start Source text

Tuesday, September 29, 2020

Enola Holmes

This Netflix movie is very enjoyable despite its deviations from Sherlock Holmes canon. I've never read the original books by Nancy Springer, but the heroine is very likeable and clever, if a little naive at times. I was afraid that Helena Bonham Carter as the absent mother would be too quirky and wacky, but she was actually quite nice and used in small doses where appropriate. Wikipedia says the mother Eudoria left to live with the Romani, but this movie gives her a more compelling reason to disapear; she's a militant suffragist involved in making bombs, and no doubt thinks her daughter is safer without her.

Enola wakes on her 16th birthday in 1884 to find her mother gone without explanation. Her older brothers Mycroft and Sherlock come to the family estate, shocked to find it rundown, due to Eudoria having lied about upkeep expenses in order to squirrel money away for other purposes. Mycroft resolves to send Enola away to a finishing school, while tasking Sherlock to find their mother. The headmistress is modern enough to have a steampunk car, yet her ideas about women's education remain patriarchal and she even slaps Enola for talking back to her. Enola finds cryptic clues and money left by her mother, so she dresses up as a boy and runs away in the night. While escaping on a train to London, she meets another runaway, a young lord Tewksbury escaping his own family.

end Source text

* Task goal
Carry the Enola Holmes movie review forward, starting after its final sentence about meeting the young lord Tewksbury on the train to London.

start Record extracts

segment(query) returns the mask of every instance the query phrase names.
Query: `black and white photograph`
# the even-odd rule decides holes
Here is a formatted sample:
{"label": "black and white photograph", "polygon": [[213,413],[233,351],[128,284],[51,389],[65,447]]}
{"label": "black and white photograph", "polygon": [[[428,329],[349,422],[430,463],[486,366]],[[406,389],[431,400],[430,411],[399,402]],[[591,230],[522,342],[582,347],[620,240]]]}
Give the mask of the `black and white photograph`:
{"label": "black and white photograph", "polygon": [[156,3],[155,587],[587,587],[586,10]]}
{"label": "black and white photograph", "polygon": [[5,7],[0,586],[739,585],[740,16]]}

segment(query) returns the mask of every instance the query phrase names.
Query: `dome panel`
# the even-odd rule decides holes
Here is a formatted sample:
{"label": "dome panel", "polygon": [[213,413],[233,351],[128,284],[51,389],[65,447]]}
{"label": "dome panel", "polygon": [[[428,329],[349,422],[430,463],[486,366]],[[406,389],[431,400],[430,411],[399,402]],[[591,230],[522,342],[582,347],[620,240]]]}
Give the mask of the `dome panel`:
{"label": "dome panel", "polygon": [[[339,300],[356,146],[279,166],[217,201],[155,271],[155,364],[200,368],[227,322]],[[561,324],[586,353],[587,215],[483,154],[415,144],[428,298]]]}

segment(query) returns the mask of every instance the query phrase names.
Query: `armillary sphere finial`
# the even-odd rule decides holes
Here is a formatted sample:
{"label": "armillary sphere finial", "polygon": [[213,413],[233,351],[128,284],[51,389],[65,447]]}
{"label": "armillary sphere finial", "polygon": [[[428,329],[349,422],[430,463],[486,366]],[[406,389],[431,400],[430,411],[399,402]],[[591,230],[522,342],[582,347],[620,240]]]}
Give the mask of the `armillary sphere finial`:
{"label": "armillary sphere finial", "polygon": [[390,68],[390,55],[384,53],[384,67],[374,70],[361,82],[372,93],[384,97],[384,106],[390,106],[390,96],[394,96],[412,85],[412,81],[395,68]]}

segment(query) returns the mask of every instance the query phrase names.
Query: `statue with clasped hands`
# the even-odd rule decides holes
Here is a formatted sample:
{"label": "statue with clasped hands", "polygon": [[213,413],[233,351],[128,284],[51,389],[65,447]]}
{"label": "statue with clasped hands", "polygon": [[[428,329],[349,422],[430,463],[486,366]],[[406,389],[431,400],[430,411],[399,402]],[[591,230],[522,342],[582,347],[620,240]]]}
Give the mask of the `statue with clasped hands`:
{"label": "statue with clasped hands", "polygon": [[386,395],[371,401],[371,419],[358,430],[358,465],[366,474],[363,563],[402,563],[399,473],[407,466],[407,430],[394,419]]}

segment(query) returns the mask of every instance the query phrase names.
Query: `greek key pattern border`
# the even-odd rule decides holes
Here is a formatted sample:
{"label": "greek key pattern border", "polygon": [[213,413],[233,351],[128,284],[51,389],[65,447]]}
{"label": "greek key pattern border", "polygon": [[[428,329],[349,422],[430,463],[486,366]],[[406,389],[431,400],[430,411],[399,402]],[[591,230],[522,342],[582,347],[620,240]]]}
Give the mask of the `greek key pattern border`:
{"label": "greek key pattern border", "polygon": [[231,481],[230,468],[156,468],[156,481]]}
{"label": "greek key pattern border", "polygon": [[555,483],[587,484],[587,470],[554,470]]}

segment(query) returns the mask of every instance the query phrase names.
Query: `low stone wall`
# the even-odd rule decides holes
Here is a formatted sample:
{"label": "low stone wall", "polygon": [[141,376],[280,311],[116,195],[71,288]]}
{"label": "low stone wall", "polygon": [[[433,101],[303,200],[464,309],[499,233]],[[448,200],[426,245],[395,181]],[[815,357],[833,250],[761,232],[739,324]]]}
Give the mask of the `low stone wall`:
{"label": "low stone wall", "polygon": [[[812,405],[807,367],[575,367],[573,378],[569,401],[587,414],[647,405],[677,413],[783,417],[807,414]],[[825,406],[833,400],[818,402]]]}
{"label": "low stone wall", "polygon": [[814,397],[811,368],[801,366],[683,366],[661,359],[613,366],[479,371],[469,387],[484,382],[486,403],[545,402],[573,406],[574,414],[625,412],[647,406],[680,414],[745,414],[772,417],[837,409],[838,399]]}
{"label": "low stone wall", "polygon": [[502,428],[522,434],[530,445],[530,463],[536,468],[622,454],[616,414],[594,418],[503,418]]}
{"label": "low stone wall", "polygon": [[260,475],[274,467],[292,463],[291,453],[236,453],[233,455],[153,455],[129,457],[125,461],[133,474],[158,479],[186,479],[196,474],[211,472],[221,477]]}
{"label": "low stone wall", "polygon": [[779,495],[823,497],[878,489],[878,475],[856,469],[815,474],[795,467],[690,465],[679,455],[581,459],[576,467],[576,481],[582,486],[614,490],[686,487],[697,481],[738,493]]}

end Record extracts

* Final result
At first I feared that Tewksbury would be an irritating and stupid boy, but instead he's quite charming. He actually does know some useful, practical stuff, and also has progressive political opinions. The film mentions a Reform bill in Parliament to extend votes to all men, not just lords; there's no vote on women's suffrage yet, that being too radical to pass yet. Anyway, Enola tries to find her mother while avoiding Sherlock and Mycroft, and trying to solve Tewksbury's case because there's a mysterious assassin after him. It's a good adventurous romp along with some emotional moments. I like the feminism in this, not too overstated, but visible; the jujitsu teacher calls out Sherlock's privilege in not having to care about politics because he's not oppressed. Over the course of the movie, Sherlock comes to care enough and to see Enola's point of view enough to realize that he ought to be on her side, not just passively give in to Mycroft.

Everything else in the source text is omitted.